Troy schools return to hybrid learning, will give rapid test at school

Parents make final decision for learning, testing

Students, with physical education. teacher Andrew Goron, arrive for school at Troy Shorewood Elementary School during the fall of 2020.

Troy Community School District 30-C’s seven schools will return to A/B split hybrid learning on Jan. 20.

The district is currently in a remote, “adaptive pause” from in-person education.

But parents only have until Jan. 14 to return a consent form for the school nurse or other faculty member to test a symptomatic student with the BionaxNOW Rapid Test.

In a YouTube video on Monday, Troy superintendent Todd J. Koehl said no student will be tested without the consent form. Students, or staff, would have to show a certain set of symptoms that suggest possible COVID-19 infection before the test would be administered.

“We will use this test only on those people who are symptomatic and on site,” Koehl said in the video.

Koehl stressed that the BionaxNOW Rapid Test is not the RT-PCR test but an antigen test, which shows an immunological response to the COVID-19 virus. The test is also a non-invasive nasal swab that gives results in 15 minutes, he said.

In the video, Koehl stressed the school will only test people who have symptoms of COVID-19. A person with only a headache, for example, is not likely to best tested. But a person with a headache, runny nose and fatigue may be tested, he added.

“Those combinations might be indicative of COVID,” Koehl said in the video. “And we may then perform the test.”

Extracted information
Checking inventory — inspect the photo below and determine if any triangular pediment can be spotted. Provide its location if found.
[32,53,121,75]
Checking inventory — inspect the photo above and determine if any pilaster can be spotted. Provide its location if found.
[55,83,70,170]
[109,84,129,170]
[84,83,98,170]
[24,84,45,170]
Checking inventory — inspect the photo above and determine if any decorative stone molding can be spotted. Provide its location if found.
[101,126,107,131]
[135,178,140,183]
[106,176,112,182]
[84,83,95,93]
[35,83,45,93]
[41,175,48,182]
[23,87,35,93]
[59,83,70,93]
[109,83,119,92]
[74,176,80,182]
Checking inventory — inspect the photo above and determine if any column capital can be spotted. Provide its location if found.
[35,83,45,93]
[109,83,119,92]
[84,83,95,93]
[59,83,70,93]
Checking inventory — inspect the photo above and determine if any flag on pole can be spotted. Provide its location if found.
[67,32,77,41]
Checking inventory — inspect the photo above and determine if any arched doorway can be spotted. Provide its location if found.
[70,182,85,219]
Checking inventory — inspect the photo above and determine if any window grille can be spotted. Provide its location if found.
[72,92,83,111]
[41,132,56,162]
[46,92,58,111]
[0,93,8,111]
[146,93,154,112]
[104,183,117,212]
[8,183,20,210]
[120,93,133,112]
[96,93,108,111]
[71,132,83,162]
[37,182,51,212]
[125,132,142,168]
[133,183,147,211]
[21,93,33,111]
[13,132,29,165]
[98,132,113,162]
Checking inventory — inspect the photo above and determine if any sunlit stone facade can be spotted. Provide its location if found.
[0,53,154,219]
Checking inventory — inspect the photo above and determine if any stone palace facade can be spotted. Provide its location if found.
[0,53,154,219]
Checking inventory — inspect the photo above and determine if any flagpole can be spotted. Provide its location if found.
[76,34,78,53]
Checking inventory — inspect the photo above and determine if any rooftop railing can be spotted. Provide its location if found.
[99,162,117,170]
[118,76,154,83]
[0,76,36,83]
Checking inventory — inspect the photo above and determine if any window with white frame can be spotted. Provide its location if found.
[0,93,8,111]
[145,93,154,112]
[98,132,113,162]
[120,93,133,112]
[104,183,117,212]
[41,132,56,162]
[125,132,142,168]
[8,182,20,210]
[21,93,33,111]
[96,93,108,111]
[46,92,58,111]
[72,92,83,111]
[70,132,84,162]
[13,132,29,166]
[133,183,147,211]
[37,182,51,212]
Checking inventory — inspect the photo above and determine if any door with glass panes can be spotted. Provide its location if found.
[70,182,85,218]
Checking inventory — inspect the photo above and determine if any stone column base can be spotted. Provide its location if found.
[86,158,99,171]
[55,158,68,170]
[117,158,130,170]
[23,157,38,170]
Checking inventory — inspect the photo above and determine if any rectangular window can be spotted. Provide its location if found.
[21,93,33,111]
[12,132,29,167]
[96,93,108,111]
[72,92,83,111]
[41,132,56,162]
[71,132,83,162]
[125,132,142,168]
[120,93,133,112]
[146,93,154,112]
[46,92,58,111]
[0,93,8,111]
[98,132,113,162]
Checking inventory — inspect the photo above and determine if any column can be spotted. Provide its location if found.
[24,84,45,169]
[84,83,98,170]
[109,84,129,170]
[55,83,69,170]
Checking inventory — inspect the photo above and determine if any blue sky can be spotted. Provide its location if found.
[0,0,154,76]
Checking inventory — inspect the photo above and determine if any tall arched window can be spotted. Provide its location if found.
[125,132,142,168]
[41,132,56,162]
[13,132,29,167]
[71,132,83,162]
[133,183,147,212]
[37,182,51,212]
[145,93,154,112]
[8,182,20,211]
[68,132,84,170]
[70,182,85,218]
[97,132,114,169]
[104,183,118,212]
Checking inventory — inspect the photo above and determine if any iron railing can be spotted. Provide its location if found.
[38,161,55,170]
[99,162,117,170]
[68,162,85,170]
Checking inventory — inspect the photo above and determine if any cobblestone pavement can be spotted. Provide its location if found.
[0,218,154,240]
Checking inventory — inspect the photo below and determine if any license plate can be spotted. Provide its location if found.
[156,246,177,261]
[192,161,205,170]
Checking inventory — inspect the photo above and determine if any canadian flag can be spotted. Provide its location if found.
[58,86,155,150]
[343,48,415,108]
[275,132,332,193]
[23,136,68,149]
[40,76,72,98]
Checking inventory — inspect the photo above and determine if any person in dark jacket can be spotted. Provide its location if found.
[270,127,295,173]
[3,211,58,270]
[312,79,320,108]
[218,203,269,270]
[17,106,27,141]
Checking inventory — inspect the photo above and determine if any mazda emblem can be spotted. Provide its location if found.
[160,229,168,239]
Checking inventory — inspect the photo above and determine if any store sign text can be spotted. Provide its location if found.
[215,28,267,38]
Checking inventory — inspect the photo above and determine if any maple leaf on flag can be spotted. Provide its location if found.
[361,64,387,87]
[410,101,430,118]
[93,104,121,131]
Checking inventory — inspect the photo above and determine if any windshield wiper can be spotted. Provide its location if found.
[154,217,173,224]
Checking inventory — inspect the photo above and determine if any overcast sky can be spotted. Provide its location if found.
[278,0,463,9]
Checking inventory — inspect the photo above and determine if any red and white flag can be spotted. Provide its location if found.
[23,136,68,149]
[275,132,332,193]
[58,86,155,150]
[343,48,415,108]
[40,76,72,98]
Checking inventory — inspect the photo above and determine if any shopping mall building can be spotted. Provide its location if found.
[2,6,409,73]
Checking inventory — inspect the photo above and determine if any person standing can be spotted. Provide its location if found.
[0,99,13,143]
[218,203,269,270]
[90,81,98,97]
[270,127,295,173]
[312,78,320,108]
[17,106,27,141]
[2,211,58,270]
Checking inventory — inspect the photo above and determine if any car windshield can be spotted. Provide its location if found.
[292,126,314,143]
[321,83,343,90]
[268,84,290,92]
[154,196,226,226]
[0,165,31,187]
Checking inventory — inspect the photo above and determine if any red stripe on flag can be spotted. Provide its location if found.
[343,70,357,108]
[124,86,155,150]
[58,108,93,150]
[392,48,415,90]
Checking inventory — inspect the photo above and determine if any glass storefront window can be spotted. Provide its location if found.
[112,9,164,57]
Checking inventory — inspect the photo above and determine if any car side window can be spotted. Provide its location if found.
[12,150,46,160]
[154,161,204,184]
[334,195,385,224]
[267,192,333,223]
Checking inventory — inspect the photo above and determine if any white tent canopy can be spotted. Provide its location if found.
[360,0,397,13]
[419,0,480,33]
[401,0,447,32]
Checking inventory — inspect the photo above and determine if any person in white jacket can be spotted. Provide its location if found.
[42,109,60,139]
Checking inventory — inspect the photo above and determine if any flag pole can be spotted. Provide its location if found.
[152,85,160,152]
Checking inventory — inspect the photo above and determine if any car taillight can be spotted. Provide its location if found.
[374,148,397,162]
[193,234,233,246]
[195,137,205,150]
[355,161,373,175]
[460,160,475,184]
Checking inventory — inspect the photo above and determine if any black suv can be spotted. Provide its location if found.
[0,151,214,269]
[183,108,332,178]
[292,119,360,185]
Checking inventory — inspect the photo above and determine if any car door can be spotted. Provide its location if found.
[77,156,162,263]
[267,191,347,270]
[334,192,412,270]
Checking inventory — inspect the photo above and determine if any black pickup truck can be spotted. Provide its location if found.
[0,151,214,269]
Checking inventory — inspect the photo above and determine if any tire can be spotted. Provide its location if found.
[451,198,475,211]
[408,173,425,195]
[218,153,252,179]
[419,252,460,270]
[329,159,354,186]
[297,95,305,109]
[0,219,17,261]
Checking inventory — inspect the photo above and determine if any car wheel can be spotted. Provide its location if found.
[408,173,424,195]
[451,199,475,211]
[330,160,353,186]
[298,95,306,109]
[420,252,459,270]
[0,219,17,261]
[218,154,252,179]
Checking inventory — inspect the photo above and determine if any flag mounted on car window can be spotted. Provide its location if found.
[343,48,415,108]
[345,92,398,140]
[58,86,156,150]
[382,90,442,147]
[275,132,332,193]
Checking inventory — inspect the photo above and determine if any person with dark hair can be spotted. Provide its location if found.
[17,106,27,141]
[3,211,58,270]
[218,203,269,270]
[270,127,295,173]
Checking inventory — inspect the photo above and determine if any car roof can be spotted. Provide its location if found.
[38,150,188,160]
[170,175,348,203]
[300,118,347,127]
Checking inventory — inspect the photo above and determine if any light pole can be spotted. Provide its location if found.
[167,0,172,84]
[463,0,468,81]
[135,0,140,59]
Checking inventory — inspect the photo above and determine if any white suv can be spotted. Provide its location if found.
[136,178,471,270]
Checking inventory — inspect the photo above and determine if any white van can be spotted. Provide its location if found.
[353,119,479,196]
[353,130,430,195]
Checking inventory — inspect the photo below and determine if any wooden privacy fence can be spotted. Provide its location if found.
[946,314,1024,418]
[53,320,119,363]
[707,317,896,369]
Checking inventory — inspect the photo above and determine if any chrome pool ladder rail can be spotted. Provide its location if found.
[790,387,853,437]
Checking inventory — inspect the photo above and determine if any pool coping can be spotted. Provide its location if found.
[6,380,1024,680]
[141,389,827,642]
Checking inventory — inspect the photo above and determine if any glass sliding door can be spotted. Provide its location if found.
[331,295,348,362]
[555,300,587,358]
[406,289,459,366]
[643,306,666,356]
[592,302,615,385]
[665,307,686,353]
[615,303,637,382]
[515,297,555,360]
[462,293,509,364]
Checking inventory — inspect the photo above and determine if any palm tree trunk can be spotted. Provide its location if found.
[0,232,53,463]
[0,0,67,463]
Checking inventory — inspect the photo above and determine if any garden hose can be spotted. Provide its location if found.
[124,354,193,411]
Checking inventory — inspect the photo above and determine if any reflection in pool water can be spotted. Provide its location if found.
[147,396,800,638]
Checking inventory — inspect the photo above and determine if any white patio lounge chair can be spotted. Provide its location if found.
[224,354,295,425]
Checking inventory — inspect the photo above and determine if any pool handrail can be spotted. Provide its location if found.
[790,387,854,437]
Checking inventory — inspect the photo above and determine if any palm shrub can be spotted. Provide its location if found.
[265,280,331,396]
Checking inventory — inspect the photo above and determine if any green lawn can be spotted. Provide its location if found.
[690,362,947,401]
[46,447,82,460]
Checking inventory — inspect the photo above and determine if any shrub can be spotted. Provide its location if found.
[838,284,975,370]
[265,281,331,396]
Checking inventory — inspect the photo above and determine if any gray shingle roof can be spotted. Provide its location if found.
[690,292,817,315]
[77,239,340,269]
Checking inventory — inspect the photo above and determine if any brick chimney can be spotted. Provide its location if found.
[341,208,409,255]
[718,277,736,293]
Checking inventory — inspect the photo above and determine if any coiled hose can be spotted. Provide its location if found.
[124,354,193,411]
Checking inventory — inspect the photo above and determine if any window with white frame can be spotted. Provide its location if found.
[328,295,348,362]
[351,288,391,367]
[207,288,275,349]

Work to complete
#1 According to the Troy schools article, by what date must parents return the consent form for rapid testing?
#2 Pick up the Troy schools article after its final sentence and continue it.
The rows have nothing to do with the Troy schools article.

Responses in order
#1 Jan. 14

#2
If the test is positive, that person will be sent home on a 10-day quarantine, he said. If the test is negative, that person will be sent home on a 14-day quarantine, he said.

Either way, the person will be advised to follow up the rapid test results with a RT-PCR test to either confirm or deny the results of the rapid test, Koehl said in the video.

Parents also decide if their children will remain in remote learning or participate in A/B split hybrid learning. Koehl said in the video that the goal is to, hopefully, gradually increase the time students spend with in-person learning.

“We’re getting pretty excited to get back to in-person school,” Koehl said, adding that the district is going forward with “hope” and “resolve.”

“I have an anticipation that something better is going to happen,” Koehl said in the video. “Also, I trust that something is going to happen that’s better. And I am resolved to make sure that I play a part in making that happen. And I think together we can all resolve to make this year, the rest of the 2020-2021 school year, better because we hope, and we have resolve.”